[Coordinate annotation entries]

▬▬▬

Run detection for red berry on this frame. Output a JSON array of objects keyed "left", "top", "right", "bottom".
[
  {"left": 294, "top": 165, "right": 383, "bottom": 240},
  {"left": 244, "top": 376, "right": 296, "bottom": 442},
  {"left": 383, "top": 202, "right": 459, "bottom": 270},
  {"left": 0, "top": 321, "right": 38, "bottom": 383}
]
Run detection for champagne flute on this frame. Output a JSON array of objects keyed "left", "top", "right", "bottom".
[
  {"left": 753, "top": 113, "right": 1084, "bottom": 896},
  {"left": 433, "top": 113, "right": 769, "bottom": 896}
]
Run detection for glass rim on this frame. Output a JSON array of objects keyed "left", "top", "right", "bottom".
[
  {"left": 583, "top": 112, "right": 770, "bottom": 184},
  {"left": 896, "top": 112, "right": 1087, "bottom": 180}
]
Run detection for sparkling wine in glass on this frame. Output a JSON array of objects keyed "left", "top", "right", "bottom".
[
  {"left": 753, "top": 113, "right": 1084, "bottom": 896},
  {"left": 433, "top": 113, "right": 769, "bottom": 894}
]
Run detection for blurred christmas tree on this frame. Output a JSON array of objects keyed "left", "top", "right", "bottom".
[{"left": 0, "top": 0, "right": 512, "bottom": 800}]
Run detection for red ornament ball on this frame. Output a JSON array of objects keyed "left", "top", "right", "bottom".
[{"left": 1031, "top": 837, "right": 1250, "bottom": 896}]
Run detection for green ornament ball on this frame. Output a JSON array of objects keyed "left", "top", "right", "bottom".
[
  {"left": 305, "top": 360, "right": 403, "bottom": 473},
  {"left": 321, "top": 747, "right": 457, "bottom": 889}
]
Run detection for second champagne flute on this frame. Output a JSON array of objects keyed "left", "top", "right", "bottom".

▬▬▬

## Set exercise
Return each line of the entries above verbatim, without changing a single character.

## Solution to this problem
Run detection for red berry on this frame. Output a JSON array of objects keyed "left", "top", "right", "bottom".
[
  {"left": 294, "top": 165, "right": 383, "bottom": 240},
  {"left": 244, "top": 376, "right": 296, "bottom": 442},
  {"left": 383, "top": 202, "right": 459, "bottom": 270},
  {"left": 0, "top": 321, "right": 38, "bottom": 383}
]
Run detection for champagne flute on this frame. Output a JSON array of objects keyed "left", "top", "right", "bottom".
[
  {"left": 753, "top": 113, "right": 1084, "bottom": 896},
  {"left": 433, "top": 113, "right": 769, "bottom": 896}
]
Run detection for glass rim on this frame. Output a JSON array of objects keyed "left", "top", "right", "bottom".
[
  {"left": 583, "top": 112, "right": 770, "bottom": 184},
  {"left": 896, "top": 112, "right": 1087, "bottom": 180}
]
Run detection for sparkling wine in glass on this frame. Output a JSON array of objects keyed "left", "top", "right", "bottom".
[
  {"left": 753, "top": 113, "right": 1084, "bottom": 896},
  {"left": 433, "top": 113, "right": 769, "bottom": 894}
]
Run detection for blurred christmas tree on this frame. Output a JSON array of objects keyed "left", "top", "right", "bottom".
[{"left": 0, "top": 0, "right": 512, "bottom": 800}]
Run detection for red ornament ball on this frame. Output a JSON array of objects keyed "left", "top", "right", "bottom".
[{"left": 1031, "top": 837, "right": 1250, "bottom": 896}]
Run detection for green ornament ball on this frame. Output a JSON array of objects keyed "left", "top", "right", "bottom".
[
  {"left": 305, "top": 360, "right": 403, "bottom": 473},
  {"left": 321, "top": 747, "right": 457, "bottom": 889}
]
Run detection for second champagne flute on this frame. Output a JSON array of objects keyed "left", "top", "right", "bottom".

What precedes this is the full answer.